(Items stored from a collection)
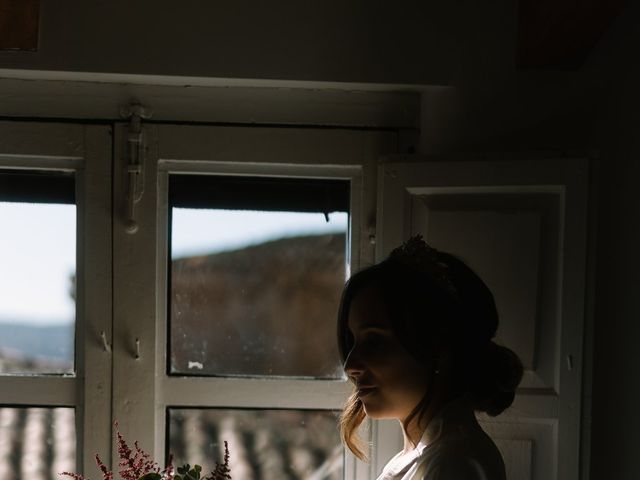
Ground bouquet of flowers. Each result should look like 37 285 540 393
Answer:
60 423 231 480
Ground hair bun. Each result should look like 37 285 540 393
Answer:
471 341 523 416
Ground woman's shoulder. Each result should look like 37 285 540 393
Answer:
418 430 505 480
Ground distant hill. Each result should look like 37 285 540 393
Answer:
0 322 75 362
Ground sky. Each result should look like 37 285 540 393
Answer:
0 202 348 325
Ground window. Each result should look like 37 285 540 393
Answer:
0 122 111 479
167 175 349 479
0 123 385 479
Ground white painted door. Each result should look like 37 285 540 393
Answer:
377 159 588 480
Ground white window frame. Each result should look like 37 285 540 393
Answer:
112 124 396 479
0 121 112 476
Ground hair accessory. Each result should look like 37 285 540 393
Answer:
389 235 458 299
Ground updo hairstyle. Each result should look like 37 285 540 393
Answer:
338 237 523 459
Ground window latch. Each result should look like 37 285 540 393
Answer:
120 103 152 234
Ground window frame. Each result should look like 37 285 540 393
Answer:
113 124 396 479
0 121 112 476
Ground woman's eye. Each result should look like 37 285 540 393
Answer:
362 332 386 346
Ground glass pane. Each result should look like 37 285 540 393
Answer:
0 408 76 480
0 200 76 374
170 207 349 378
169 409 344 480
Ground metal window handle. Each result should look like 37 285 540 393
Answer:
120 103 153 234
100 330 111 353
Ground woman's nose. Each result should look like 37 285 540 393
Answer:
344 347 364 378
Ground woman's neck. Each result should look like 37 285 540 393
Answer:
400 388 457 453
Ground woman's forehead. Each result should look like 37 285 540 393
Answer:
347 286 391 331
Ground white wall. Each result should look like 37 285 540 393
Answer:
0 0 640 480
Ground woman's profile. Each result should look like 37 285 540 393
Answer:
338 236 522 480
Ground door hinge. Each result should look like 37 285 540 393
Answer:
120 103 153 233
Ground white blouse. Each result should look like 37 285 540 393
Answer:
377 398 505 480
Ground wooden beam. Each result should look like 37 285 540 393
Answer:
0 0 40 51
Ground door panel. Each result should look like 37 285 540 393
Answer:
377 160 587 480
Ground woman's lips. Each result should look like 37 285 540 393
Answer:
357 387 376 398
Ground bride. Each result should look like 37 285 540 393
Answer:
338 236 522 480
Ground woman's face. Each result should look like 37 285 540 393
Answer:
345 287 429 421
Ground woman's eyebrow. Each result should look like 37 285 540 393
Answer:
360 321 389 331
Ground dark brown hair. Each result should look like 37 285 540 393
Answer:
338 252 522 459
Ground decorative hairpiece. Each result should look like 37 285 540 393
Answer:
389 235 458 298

* _Goal_
Can you extract every line of the records above, word for word and in the same order, leaving out the pictures?

* _Task result_
Ground bouquet of flowers. Each result should look like 37 285 540 393
Answer:
60 423 231 480
Ground hair bun. Each result should look like 37 285 540 393
Answer:
471 341 523 416
Ground woman's shoulder. Each result should look like 37 285 540 393
Answer:
418 430 505 480
Ground distant hill. Each result should look like 37 285 540 393
Answer:
0 322 75 362
Ground sky. Each result should look like 37 285 540 393
Answer:
0 202 348 325
Ground window. Each result should look like 37 285 540 393
Answer:
0 122 111 479
167 175 349 479
0 123 385 479
Ground white painted door. Each result should look like 37 285 540 393
Answer:
377 159 588 480
Ground white window frame. Each result should look like 37 285 540 393
Answer:
112 124 396 479
0 121 112 476
Ground hair accessory. Each result should look like 37 285 540 393
Answer:
389 235 458 299
Ground updo hairstyle. Each result should look like 37 285 540 393
Answer:
338 237 523 459
Ground window latch. Each result should look like 37 285 540 393
Answer:
120 103 152 234
Ground window frame. Each result should look like 37 285 540 393
Answer:
113 124 396 479
0 121 112 476
Ground woman's eye. Each result should look like 37 285 540 393
Answer:
362 332 386 346
Ground glass pane. Each result should look like 37 285 540 393
Answer:
0 408 76 480
0 200 76 374
170 207 349 378
169 409 344 480
Ground metal window handle. Each result should look like 37 285 540 393
Answer:
120 103 153 234
100 330 111 353
Ground woman's nose. Each result should look like 37 285 540 393
Answer:
344 347 364 378
Ground woman's neck. Each result should look like 37 285 540 393
Answer:
400 388 457 453
Ground woman's forehead. Each result should look like 37 285 540 393
Answer:
347 286 391 331
Ground white wall. Each result should look like 37 285 540 393
Answer:
0 0 640 480
Ground woman's profile. Each result should look like 37 285 540 393
Answer:
338 236 522 480
Ground door hinge. Each result should look like 37 285 540 393
Answer:
120 103 153 233
Ground white blouse. Each result should look like 37 285 540 393
Answer:
377 398 505 480
Ground wooden beam. Each result should look like 37 285 540 393
Answer:
0 0 40 51
Ground door panel. Each result should look like 37 285 540 393
Answer:
377 160 587 480
Ground woman's lips. Each result should look like 37 285 540 393
Answer:
357 387 376 398
Ground bride. Each result should look like 37 285 540 393
Answer:
338 236 522 480
Ground woman's face. Each result should look like 37 285 540 393
Answer:
345 287 429 421
Ground woman's eyebrow. Each result should look like 37 285 540 393
Answer:
360 321 389 331
Ground dark brown hair. Each result should look like 37 285 540 393
Answer:
338 252 522 459
Ground decorative hairpiece. Each result should look like 37 285 540 393
Answer:
389 235 458 298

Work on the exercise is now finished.